EXCERPT PROVIDED:
******
As programs came and went from CM, holes opened up between regions of memory. To place programs optimally in memory, an operating system had to suspend the execution of a program, copy its field length to close up a gap, adjust the RA register to point to the program’s new location, and resume execution.
On some systems that had ECS, it was faster to do a block move to ECS and then a block move from ECS than it was to move memory in a tight loop coded with the obvious load and store instructions.
Incidentally, the CPU enforced access to ECS in much the same way as it did to CM. There were two registers specifying the start address and the number of words of the single region of ECS to which the CPU had access at any time. Depending on system parameters, user programs could be forced to have an ECS field length of zero.
The 6000 CPU had a load/store architecture: data in memory could be referenced only by load and store instructions. To increment a memory location, then, you had to execute at least three instructions: load from memory, do an add and store to memory.
Memory access on 6000 series systems was interleaved into eight independent banks or core memory, so usually, the CPU did not have to wait for a memory cycle to complete before starting a new one.
The designs of one of the basic CDC 6000 series circuits [Thornton70]
CPU registers
In addition to the obvious program counter (P register), the 6000 Series computers had 24 user-accessible CPU registers. There were three types of registers, eight of each type: A, B, and X. Registers of each type were numbered 0-7.
- X-registers were 60 bits wide and were general-purpose data registers. Most instructions operated only on X registers.
- A-registers were 18-bit address registers with a strange relationship to X registers: loading a value (let’s call it m) into any register A1 – A5 would cause the CPU to load the correspondingly numbered X register from memory location m. Loading A6 or A7 with m would cause the content of the corresponding number X register to be stored at that location. This was the only way that data could be moved between any register and memory.
A0 was a pretty worthless register not connected to an X-register on the base system. By convention, code generated by FORTRAN kept a pointer to the beginning of the current subroutine in A0, to aid in subroutine traceback in case an error occurred. Similarly, X0 was not too useful, as it could neither be loaded from memory nor stored in memory directly. However, it was moderately useful for holding intermediate results.
For systems with ECS (later ESM), however, A0 contained the CM address to read or write, and X0 denoted the from resp. to ECS address. - B-registers were used as an indexing offset in combination with an A-register, as a counter for shiting an X-register content left or right, and as a result register for the number of shifts during the execution of a normalise instruction. The instructions allowed for some light-duty arithmetic. B registers tended to not get used a whole lot for arithmetic because
- They were only 18 bits wide.
- The arithmetic you could do on them was limited to addition and subtraction.
- You couldn’t load or store B registers directly to or from memory. Instead, you had to go through an X register and move the contents to or from a B register.
B0 was hardwired to 0. Any attempt to set B0 was ignored by the CPU. In fact, on some CPUs, it was faster to execute a 30-bit instruction to load B0 with a constant than it was to execute two consecutive no-ops (which were 15-bit instructions). Therefore, if you had to “force upper” by thirty or more bits, it made sense to use a 30-bit load into B0. Fortunately, the assembler did force uppers automatically when necessary, so programmers were generally isolated from those details.
******
PARTS OF THE EXERCISE:
- A) According to the CDC 6000 excerpt, how many bits wide were the X registers?
- B) Write the next part of the CDC 6000 excerpt, picking up after its last sentence.

LISTED RECORDS:
******
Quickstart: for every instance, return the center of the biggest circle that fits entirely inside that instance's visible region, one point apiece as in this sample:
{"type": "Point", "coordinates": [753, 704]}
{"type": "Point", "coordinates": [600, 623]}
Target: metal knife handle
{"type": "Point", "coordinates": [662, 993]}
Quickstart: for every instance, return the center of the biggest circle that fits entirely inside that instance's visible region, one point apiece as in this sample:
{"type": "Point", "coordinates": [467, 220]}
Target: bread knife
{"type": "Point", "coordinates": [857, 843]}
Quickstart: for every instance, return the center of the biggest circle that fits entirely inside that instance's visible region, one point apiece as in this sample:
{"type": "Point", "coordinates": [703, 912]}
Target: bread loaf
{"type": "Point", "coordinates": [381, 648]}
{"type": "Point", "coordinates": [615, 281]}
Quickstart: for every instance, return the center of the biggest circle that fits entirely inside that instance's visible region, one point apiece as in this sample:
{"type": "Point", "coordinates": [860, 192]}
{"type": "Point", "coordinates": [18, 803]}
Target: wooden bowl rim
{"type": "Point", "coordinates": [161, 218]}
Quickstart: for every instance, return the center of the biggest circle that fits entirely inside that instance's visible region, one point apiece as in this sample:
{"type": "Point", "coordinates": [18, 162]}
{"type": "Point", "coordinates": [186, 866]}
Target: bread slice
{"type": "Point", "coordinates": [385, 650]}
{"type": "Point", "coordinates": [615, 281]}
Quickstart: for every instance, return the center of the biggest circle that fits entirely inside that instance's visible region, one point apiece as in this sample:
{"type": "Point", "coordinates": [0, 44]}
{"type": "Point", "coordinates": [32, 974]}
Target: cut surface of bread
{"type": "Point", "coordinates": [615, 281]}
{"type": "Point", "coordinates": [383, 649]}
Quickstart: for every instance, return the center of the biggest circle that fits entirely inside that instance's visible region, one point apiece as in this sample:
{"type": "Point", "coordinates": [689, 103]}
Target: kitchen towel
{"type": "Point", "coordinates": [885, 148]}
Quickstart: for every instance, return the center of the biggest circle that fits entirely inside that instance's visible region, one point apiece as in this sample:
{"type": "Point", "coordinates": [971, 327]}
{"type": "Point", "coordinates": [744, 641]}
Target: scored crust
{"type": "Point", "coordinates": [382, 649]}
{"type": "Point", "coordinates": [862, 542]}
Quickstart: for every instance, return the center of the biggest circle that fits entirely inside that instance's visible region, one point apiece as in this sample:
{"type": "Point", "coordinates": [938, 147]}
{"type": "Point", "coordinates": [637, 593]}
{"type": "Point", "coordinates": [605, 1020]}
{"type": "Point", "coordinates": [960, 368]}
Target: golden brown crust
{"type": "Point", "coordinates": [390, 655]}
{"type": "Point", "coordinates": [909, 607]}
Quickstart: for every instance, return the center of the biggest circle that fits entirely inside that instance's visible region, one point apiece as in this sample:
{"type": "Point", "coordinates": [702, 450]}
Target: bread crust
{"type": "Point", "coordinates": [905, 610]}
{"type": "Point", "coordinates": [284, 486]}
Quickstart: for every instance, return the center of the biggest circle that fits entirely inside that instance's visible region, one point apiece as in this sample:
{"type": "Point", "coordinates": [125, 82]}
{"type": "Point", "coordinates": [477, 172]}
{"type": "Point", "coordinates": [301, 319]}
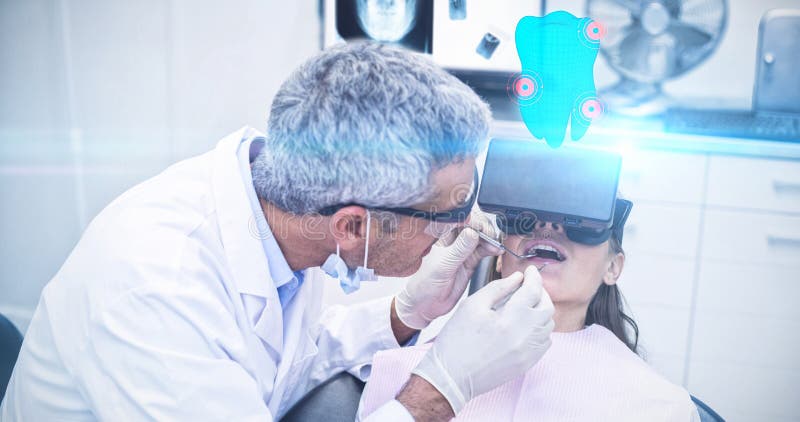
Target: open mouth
{"type": "Point", "coordinates": [543, 251]}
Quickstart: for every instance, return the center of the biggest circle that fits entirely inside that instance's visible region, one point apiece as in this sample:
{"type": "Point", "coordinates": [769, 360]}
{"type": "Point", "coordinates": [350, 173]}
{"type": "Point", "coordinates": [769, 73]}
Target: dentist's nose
{"type": "Point", "coordinates": [542, 225]}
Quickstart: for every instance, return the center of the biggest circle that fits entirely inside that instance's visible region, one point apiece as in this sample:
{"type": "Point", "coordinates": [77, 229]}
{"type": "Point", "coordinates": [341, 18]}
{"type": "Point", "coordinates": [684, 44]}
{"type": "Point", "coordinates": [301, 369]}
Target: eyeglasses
{"type": "Point", "coordinates": [456, 215]}
{"type": "Point", "coordinates": [622, 209]}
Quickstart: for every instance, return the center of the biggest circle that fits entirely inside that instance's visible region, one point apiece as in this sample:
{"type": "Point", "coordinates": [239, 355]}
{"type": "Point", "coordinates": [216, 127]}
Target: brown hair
{"type": "Point", "coordinates": [607, 307]}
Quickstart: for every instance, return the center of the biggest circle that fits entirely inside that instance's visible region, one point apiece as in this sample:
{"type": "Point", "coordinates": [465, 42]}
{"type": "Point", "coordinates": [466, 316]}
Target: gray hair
{"type": "Point", "coordinates": [365, 123]}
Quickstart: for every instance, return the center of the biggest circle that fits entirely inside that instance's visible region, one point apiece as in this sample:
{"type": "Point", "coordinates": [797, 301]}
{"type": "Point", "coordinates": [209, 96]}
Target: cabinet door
{"type": "Point", "coordinates": [759, 184]}
{"type": "Point", "coordinates": [735, 236]}
{"type": "Point", "coordinates": [663, 177]}
{"type": "Point", "coordinates": [662, 229]}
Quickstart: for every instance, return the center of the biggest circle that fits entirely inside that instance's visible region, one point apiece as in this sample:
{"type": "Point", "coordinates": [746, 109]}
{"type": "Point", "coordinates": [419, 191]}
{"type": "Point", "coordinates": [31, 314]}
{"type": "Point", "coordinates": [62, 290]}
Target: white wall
{"type": "Point", "coordinates": [97, 95]}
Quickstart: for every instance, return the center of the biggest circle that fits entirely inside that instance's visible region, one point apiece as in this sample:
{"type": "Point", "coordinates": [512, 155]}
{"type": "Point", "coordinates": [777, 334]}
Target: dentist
{"type": "Point", "coordinates": [196, 295]}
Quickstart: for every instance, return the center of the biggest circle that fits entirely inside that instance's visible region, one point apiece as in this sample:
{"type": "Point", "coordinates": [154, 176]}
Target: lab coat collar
{"type": "Point", "coordinates": [243, 248]}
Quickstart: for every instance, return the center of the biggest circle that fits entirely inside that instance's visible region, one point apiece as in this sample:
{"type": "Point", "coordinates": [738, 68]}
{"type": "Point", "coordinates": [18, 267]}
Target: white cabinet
{"type": "Point", "coordinates": [750, 183]}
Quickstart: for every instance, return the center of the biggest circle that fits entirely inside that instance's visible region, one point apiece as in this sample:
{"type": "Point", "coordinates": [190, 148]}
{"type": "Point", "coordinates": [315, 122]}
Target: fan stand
{"type": "Point", "coordinates": [635, 99]}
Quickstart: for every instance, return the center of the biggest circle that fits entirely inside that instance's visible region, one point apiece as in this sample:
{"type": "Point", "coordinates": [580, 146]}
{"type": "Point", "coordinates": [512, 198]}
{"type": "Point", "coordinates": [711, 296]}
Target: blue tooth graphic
{"type": "Point", "coordinates": [557, 53]}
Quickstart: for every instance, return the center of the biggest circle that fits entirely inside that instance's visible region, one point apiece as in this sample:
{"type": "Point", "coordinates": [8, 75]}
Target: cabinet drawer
{"type": "Point", "coordinates": [663, 176]}
{"type": "Point", "coordinates": [768, 290]}
{"type": "Point", "coordinates": [754, 183]}
{"type": "Point", "coordinates": [662, 229]}
{"type": "Point", "coordinates": [736, 236]}
{"type": "Point", "coordinates": [649, 279]}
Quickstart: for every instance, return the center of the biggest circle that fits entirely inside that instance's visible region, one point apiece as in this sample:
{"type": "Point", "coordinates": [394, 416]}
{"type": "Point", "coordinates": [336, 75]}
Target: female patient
{"type": "Point", "coordinates": [592, 370]}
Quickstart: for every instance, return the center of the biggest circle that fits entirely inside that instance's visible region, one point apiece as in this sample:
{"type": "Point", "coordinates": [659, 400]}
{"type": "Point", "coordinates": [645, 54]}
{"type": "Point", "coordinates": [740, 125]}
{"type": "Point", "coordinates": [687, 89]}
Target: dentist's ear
{"type": "Point", "coordinates": [615, 265]}
{"type": "Point", "coordinates": [348, 227]}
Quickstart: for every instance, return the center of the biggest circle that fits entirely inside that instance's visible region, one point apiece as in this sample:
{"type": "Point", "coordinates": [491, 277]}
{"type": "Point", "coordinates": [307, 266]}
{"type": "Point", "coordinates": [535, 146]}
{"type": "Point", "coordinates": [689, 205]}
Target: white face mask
{"type": "Point", "coordinates": [349, 280]}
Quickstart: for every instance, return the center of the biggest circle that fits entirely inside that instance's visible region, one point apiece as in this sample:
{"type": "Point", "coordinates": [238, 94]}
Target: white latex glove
{"type": "Point", "coordinates": [444, 274]}
{"type": "Point", "coordinates": [481, 347]}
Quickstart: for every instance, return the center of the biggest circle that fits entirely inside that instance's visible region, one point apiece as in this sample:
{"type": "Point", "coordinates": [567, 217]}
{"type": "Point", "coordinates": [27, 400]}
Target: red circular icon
{"type": "Point", "coordinates": [592, 109]}
{"type": "Point", "coordinates": [595, 31]}
{"type": "Point", "coordinates": [525, 87]}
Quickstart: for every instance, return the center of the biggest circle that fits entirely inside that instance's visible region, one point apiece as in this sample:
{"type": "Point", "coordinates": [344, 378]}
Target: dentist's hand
{"type": "Point", "coordinates": [441, 280]}
{"type": "Point", "coordinates": [486, 344]}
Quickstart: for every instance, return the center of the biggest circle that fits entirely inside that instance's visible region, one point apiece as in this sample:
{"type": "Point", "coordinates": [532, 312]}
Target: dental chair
{"type": "Point", "coordinates": [337, 399]}
{"type": "Point", "coordinates": [10, 343]}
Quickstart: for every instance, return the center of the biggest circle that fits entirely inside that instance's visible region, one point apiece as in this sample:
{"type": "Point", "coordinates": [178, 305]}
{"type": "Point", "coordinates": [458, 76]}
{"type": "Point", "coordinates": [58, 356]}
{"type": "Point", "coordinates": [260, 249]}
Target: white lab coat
{"type": "Point", "coordinates": [165, 310]}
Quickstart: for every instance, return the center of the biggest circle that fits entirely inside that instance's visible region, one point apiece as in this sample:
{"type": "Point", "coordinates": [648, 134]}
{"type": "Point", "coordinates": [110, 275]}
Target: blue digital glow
{"type": "Point", "coordinates": [556, 85]}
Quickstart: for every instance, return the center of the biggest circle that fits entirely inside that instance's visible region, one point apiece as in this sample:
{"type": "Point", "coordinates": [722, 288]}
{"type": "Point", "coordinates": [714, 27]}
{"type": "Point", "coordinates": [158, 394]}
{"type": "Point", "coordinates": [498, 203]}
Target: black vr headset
{"type": "Point", "coordinates": [525, 182]}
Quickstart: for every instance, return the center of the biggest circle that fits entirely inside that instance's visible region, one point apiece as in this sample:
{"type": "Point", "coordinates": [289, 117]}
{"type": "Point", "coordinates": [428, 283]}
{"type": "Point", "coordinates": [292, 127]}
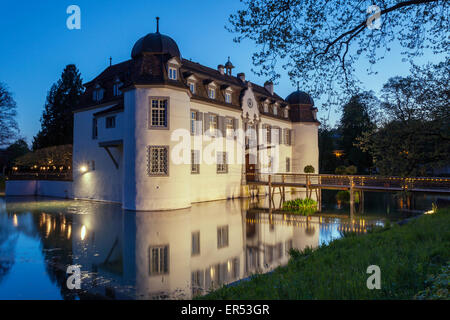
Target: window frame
{"type": "Point", "coordinates": [222, 168]}
{"type": "Point", "coordinates": [213, 90]}
{"type": "Point", "coordinates": [166, 268]}
{"type": "Point", "coordinates": [94, 128]}
{"type": "Point", "coordinates": [172, 72]}
{"type": "Point", "coordinates": [220, 243]}
{"type": "Point", "coordinates": [228, 97]}
{"type": "Point", "coordinates": [195, 154]}
{"type": "Point", "coordinates": [149, 163]}
{"type": "Point", "coordinates": [195, 253]}
{"type": "Point", "coordinates": [150, 124]}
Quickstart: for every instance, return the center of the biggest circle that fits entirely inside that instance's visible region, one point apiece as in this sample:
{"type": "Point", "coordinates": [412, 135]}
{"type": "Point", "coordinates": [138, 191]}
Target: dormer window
{"type": "Point", "coordinates": [172, 73]}
{"type": "Point", "coordinates": [211, 93]}
{"type": "Point", "coordinates": [116, 87]}
{"type": "Point", "coordinates": [97, 94]}
{"type": "Point", "coordinates": [192, 87]}
{"type": "Point", "coordinates": [227, 97]}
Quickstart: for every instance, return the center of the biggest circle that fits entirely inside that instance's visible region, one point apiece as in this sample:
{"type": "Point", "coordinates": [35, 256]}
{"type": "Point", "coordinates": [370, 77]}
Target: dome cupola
{"type": "Point", "coordinates": [155, 43]}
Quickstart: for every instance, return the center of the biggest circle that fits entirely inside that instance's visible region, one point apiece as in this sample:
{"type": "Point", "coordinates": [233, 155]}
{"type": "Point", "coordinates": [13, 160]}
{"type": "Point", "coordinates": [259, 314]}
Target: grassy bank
{"type": "Point", "coordinates": [407, 255]}
{"type": "Point", "coordinates": [2, 184]}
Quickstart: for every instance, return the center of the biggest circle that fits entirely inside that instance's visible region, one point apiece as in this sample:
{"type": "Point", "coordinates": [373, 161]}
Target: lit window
{"type": "Point", "coordinates": [228, 97]}
{"type": "Point", "coordinates": [97, 94]}
{"type": "Point", "coordinates": [159, 260]}
{"type": "Point", "coordinates": [94, 129]}
{"type": "Point", "coordinates": [158, 113]}
{"type": "Point", "coordinates": [195, 161]}
{"type": "Point", "coordinates": [287, 136]}
{"type": "Point", "coordinates": [268, 134]}
{"type": "Point", "coordinates": [110, 122]}
{"type": "Point", "coordinates": [229, 127]}
{"type": "Point", "coordinates": [172, 73]}
{"type": "Point", "coordinates": [222, 163]}
{"type": "Point", "coordinates": [211, 93]}
{"type": "Point", "coordinates": [222, 237]}
{"type": "Point", "coordinates": [158, 160]}
{"type": "Point", "coordinates": [195, 243]}
{"type": "Point", "coordinates": [213, 120]}
{"type": "Point", "coordinates": [193, 122]}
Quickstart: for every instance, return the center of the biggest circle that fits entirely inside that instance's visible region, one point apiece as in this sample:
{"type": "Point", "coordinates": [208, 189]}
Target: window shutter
{"type": "Point", "coordinates": [199, 126]}
{"type": "Point", "coordinates": [206, 118]}
{"type": "Point", "coordinates": [235, 126]}
{"type": "Point", "coordinates": [221, 125]}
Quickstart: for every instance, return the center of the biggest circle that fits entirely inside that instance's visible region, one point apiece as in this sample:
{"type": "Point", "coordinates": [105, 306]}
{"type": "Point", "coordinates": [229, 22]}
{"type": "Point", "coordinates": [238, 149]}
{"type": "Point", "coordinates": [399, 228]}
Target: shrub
{"type": "Point", "coordinates": [303, 206]}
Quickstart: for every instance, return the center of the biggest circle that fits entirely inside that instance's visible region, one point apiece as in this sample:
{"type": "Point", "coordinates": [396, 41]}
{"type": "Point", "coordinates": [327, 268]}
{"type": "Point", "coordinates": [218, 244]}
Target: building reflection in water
{"type": "Point", "coordinates": [165, 255]}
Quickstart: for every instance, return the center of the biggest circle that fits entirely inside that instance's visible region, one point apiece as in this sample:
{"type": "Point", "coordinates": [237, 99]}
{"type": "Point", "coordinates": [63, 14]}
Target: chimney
{"type": "Point", "coordinates": [241, 76]}
{"type": "Point", "coordinates": [269, 87]}
{"type": "Point", "coordinates": [221, 68]}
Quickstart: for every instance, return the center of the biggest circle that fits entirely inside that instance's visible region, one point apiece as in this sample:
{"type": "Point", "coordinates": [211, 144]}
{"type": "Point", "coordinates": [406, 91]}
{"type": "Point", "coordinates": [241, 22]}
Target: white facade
{"type": "Point", "coordinates": [136, 149]}
{"type": "Point", "coordinates": [130, 183]}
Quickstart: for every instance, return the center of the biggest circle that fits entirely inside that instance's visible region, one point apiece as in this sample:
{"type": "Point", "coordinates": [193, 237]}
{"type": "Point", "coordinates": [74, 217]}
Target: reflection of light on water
{"type": "Point", "coordinates": [49, 227]}
{"type": "Point", "coordinates": [83, 232]}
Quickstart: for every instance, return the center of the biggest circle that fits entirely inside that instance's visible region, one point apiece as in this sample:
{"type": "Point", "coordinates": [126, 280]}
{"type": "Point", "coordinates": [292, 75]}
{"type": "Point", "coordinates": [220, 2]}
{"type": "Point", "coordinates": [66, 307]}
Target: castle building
{"type": "Point", "coordinates": [132, 124]}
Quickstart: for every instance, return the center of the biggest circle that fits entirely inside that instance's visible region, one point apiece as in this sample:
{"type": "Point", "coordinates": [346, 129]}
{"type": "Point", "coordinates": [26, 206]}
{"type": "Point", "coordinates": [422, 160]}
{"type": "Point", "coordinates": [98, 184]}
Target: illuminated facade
{"type": "Point", "coordinates": [130, 131]}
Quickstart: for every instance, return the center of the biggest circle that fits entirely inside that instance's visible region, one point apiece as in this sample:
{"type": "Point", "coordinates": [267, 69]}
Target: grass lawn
{"type": "Point", "coordinates": [407, 256]}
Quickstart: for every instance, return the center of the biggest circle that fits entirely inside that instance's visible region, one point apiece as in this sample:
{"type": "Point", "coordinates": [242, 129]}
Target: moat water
{"type": "Point", "coordinates": [165, 255]}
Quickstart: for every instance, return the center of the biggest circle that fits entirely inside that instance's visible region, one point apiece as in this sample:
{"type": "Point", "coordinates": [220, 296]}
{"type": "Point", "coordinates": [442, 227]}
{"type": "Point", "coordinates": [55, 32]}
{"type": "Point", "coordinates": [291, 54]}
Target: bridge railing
{"type": "Point", "coordinates": [357, 181]}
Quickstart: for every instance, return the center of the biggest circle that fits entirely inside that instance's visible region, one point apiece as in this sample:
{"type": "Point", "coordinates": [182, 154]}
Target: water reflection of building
{"type": "Point", "coordinates": [157, 255]}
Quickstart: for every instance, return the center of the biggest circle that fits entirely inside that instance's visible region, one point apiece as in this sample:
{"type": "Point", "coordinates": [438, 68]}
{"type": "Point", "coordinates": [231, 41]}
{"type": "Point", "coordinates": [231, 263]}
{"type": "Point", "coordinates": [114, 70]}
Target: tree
{"type": "Point", "coordinates": [57, 119]}
{"type": "Point", "coordinates": [8, 112]}
{"type": "Point", "coordinates": [356, 118]}
{"type": "Point", "coordinates": [327, 160]}
{"type": "Point", "coordinates": [320, 41]}
{"type": "Point", "coordinates": [415, 138]}
{"type": "Point", "coordinates": [17, 149]}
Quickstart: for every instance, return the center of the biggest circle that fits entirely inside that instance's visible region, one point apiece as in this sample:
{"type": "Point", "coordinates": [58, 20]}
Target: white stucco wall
{"type": "Point", "coordinates": [105, 181]}
{"type": "Point", "coordinates": [141, 191]}
{"type": "Point", "coordinates": [305, 148]}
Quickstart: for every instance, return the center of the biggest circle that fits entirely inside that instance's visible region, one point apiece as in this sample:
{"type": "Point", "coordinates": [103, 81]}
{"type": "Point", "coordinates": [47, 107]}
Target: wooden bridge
{"type": "Point", "coordinates": [316, 182]}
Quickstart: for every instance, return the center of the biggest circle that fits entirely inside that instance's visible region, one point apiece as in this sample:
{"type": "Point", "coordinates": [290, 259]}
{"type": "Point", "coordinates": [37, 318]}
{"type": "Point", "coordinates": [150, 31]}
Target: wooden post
{"type": "Point", "coordinates": [352, 198]}
{"type": "Point", "coordinates": [270, 191]}
{"type": "Point", "coordinates": [307, 186]}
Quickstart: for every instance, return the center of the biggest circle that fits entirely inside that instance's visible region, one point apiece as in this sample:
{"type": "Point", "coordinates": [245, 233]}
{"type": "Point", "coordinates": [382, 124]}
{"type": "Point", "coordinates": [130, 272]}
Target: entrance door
{"type": "Point", "coordinates": [250, 169]}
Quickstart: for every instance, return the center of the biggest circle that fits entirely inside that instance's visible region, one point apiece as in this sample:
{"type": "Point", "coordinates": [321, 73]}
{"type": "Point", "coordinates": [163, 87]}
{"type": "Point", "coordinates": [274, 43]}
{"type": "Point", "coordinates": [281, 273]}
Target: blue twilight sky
{"type": "Point", "coordinates": [36, 45]}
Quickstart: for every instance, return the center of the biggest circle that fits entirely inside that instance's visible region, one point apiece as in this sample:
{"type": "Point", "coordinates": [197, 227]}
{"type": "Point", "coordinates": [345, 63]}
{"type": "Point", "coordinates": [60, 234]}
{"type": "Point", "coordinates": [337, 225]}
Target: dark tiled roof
{"type": "Point", "coordinates": [117, 108]}
{"type": "Point", "coordinates": [152, 69]}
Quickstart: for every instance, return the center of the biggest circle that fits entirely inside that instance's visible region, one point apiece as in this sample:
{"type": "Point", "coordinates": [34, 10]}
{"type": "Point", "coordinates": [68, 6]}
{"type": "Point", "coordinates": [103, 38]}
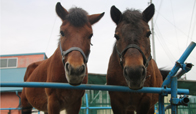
******
ANSWERS FOR THIS EXERCISE:
- A) 60 bits

- B)
Many programmers felt that Control Data should also have hardwired B1 to 1 since there was no CPU register increment or decrement instruction. Since there was no register hardwired to 1, most assembly language programs started with “SB1 1”, the instruction to load a 1 into B1.
Instruction Set
Instructions in the CPU were either 15 or 30 bits long. The 30-bit instructions contained an 18-bit constant. Usually, this was an address, but the value could also be used as an arbitrary 18-bit integer. From the point of view of the instruction decoder, each 60-bit word was divided into four 15-bit instruction parcels. While up to four instructions could be packed into a single 60-bit word, instructions could not be broken across word boundaries. If you needed to execute a 30-bit instruction and the current position was at 45 bits in a word, you had to fill out the word with a no-op and start the 30-bit instruction at the beginning of the next word. Probably this caused the 6000 Series to make heavier use of its no-op instruction (46000 octal) than nearly any other machine. The better programmers shuffled instructions around to squeeze out as many no-ops as possible. Another reason to do that was to optimise the loops as a set of seven instructions (or four words) was kept in internal hardware registers of the CPU. Looping through such a set of instructions did not require memory access to read the next word with instructions. Later on, this technique was extended and became widely known as “instruction cache“.
No-ops were also necessary to pad out a word if the next instruction was to be the target of a branch. Jumping to an address for the next instructions could be done only to whole-word boundaries. The act of inserting no-ops to word-align the next instruction was called doing a “force-upper”.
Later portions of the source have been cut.